* _WHAT THE EXERCISE ASKS_
Retype every entry below word for word, leaving the pictures out of your answer.

* _EXTRACTED MATERIAL_
______________________________
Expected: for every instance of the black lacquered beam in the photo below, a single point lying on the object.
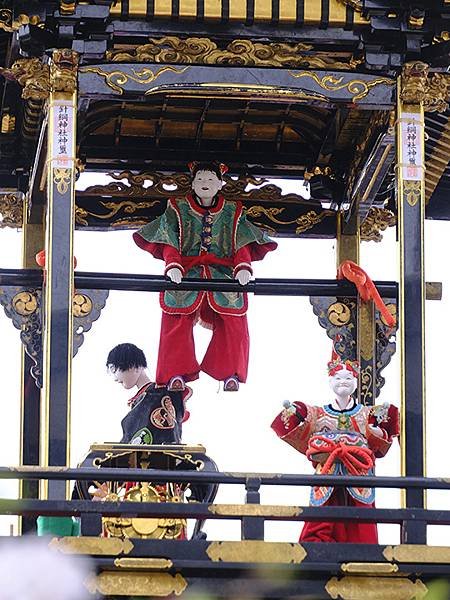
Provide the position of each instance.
(219, 511)
(199, 477)
(157, 283)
______________________________
* _RESULT_
Expected: for every instance of the black lacquered beam in the photo below, a single point lying on the object.
Provide the position of each instance.
(219, 511)
(199, 477)
(157, 283)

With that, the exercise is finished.